» What to produce: Extract all of the entries and give them again, word for word.

(Lines of data)
+ + + +

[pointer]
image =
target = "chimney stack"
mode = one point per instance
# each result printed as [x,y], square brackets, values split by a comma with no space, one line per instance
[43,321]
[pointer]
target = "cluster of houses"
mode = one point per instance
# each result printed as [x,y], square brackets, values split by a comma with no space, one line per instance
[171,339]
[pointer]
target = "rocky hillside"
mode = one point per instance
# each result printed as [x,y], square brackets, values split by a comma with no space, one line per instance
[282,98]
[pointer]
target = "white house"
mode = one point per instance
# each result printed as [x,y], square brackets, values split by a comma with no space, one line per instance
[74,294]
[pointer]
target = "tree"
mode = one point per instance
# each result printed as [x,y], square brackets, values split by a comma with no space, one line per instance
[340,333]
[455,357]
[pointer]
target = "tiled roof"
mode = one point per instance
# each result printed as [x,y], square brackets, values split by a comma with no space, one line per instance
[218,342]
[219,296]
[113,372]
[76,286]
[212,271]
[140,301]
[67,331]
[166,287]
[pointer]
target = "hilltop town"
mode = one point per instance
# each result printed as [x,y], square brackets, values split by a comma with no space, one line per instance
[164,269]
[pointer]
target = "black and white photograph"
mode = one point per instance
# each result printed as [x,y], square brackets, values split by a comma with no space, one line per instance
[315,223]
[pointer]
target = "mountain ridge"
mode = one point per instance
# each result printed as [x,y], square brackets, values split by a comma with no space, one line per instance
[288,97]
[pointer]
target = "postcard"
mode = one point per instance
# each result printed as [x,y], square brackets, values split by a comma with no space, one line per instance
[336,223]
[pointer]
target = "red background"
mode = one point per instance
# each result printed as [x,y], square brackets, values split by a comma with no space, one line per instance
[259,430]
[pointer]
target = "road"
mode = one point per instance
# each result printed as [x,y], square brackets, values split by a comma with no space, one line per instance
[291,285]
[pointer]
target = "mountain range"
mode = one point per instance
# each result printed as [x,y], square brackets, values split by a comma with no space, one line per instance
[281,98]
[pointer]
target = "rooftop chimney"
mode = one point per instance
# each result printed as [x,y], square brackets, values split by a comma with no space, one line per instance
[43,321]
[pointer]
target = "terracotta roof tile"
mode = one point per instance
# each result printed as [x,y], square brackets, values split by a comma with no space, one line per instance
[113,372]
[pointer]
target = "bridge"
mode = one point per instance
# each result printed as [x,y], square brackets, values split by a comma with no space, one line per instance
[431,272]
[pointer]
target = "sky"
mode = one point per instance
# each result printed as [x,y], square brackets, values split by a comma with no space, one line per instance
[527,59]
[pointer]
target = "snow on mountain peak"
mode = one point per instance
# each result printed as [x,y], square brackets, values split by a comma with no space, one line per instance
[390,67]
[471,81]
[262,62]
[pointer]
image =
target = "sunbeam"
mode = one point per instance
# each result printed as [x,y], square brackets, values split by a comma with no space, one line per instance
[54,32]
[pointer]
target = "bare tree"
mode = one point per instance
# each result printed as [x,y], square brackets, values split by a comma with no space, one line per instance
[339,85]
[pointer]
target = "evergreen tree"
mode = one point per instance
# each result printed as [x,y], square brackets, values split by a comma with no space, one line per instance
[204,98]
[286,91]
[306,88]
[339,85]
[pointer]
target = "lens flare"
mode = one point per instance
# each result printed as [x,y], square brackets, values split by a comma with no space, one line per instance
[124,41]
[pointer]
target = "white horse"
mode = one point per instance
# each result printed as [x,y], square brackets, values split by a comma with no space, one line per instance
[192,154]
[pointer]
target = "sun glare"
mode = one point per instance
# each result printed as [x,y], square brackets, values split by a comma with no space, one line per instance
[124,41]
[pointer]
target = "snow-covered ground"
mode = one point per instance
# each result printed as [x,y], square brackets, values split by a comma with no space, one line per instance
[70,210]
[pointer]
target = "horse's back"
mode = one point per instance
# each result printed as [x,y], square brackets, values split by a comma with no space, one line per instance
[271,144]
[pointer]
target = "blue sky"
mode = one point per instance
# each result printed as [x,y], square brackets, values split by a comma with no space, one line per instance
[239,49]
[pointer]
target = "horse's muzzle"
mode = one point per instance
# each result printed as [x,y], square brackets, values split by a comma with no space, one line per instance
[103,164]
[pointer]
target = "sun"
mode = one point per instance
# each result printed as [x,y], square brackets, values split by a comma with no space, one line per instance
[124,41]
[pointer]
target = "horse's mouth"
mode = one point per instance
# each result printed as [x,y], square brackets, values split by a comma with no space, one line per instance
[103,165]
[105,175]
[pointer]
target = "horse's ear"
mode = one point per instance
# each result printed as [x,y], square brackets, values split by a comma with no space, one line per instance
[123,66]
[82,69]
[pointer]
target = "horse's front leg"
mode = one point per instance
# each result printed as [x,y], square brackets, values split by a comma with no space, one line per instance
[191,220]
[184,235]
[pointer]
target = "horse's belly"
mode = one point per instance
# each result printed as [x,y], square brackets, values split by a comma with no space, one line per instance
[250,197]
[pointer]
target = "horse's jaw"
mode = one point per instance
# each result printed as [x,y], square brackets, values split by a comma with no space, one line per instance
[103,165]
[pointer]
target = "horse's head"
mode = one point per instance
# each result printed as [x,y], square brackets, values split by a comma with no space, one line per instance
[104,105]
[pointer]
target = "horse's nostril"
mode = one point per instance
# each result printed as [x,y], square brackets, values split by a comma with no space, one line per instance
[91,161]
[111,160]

+ + + +

» Answer to the task:
[pointer]
image =
target = "chimney stack"
mode = one point per instance
# each result printed as [x,y], square brackets, values split by a comma with no space, one line per instance
[43,321]
[pointer]
target = "cluster of houses"
mode = one point per instance
# each result printed as [x,y], square brackets, values split by a comma with no space, one line per instance
[171,339]
[pointer]
target = "rocky hillside"
mode = one point per instance
# each result printed as [x,y], square brackets, values split by a comma with no space, one line per instance
[282,98]
[pointer]
target = "white house"
mode = one point per instance
# each result printed as [x,y], square brackets, values split by a comma with no space, one line per instance
[74,294]
[pointer]
target = "tree"
mode = one point per instance
# each result printed as [x,y], square brackets, values split by a comma with no space, one line per instance
[340,333]
[455,357]
[pointer]
target = "tiled roof"
mode = one point per instance
# each result printed as [x,y], square brackets, values split by a comma with no space, one line per instance
[218,342]
[219,296]
[113,372]
[76,286]
[212,271]
[140,301]
[67,331]
[166,287]
[pointer]
target = "hilltop town"
mode = one point per instance
# each result printed as [x,y], square brackets, values split by a comma with no space, one line per instance
[164,269]
[pointer]
target = "black and white photograph"
mode = one point per instance
# each result printed as [x,y], square brackets, values split by a comma with no space, one line per instance
[315,223]
[pointer]
target = "mountain ridge"
mode = one point per instance
# each result printed as [x,y], square brackets, values split by a comma with no space, one line per instance
[288,97]
[pointer]
target = "postcard"
mode = one point per instance
# each result printed as [x,y], square brackets, values split by a comma with no space, one line per instance
[336,223]
[pointer]
target = "red background"
mode = one point per instance
# each result printed as [x,y], square brackets, values split by a comma with no space, one line per instance
[259,430]
[pointer]
target = "road"
mode = one point per instance
# each result printed as [x,y], square brackets, values split by a comma with no space, one line per instance
[291,285]
[pointer]
target = "mountain range"
mode = one point per instance
# each result printed as [x,y], square brackets, values split by a comma with no space, one line per instance
[281,98]
[pointer]
target = "rooftop chimney"
mode = one point per instance
# each result printed as [x,y], square brackets, values split by a comma with no space, one line per instance
[43,321]
[pointer]
target = "terracotta roof tile"
mode = one point per instance
# each result printed as [x,y], square brackets, values split by a comma with no space, one line per instance
[113,372]
[pointer]
target = "bridge"
mode = one point per instance
# each result printed as [x,y], square brackets, values split by a comma with no space, one line per instance
[431,272]
[pointer]
target = "sky"
mode = one point per instance
# each result printed as [x,y], square brackets, values split by a comma with no space, one line per instance
[527,59]
[pointer]
target = "snow on mountain peak"
mode = one point per instance
# each result printed as [x,y], square brackets, values split by a comma with no space, one line per instance
[390,67]
[471,81]
[262,62]
[pointer]
image =
target = "sunbeam"
mode = one point per instance
# each result printed as [x,y], square brackets, values split by a comma with no space, one line per instance
[54,32]
[pointer]
target = "bare tree"
mode = one point per instance
# each result printed as [x,y], square brackets, values split by a comma with no space, one line per instance
[339,85]
[pointer]
target = "evergreen tree"
mode = one point per instance
# each result printed as [x,y], square brackets, values split by a comma with no space, one line per instance
[204,98]
[286,91]
[306,88]
[339,85]
[pointer]
target = "lens flare"
mode = one point per instance
# each result printed as [x,y], square brackets, values split by a comma with no space, one line per instance
[124,41]
[pointer]
target = "white horse"
mode = one point per instance
# each result printed as [x,y], square brackets, values split by a comma with no space, one line per instance
[192,154]
[pointer]
target = "sun glare"
mode = one point per instance
# each result printed as [x,y], square brackets, values split by a comma with no space, one line per instance
[124,41]
[pointer]
target = "snow-covered ground"
mode = one point per instance
# each result printed as [x,y], square brackets, values split by a comma with no space, one line per instance
[70,210]
[pointer]
target = "horse's back"
mode = one point per instance
# each result printed as [x,y], square brackets, values split by a comma with no space, one line per instance
[271,144]
[pointer]
target = "blue sky"
mode = one point per instance
# each result printed as [x,y], square brackets, values split by a comma with no space, one line per instance
[239,49]
[pointer]
target = "horse's muzzle"
mode = one point per instance
# each result printed as [x,y], square brackets, values split by a comma with no space, one line per instance
[103,164]
[pointer]
target = "sun"
mode = one point per instance
# each result printed as [x,y], square brackets, values split by a comma with no space, one line per instance
[124,41]
[pointer]
target = "horse's mouth"
mode = one point per instance
# each result printed as [x,y], square brackets, values split by a comma with no space, one line per instance
[103,165]
[105,175]
[pointer]
target = "horse's ear"
mode = one point per instance
# each result printed as [x,y], square brackets, values split by a comma with no space, one line per instance
[123,66]
[82,69]
[pointer]
target = "horse's front leg"
mode = one point per instance
# each result printed as [x,y], square brackets, values split by a comma with no space, one line per instance
[191,220]
[184,235]
[pointer]
target = "horse's belly"
mode = one point per instance
# each result printed as [x,y], square brackets, values split by a comma with no space, one line per instance
[250,197]
[pointer]
target = "horse's jaw"
mode = one point per instance
# each result printed as [x,y], square brackets, values split by a comma with no space, one line per instance
[103,165]
[pointer]
target = "horse's head"
mode = one point per instance
# each result printed as [x,y], square brackets, values split by a comma with no space, one line per instance
[104,105]
[pointer]
target = "horse's nostril"
mode = one point per instance
# each result printed as [x,y], square brackets, values split by a comma with no space, one line per instance
[91,161]
[111,160]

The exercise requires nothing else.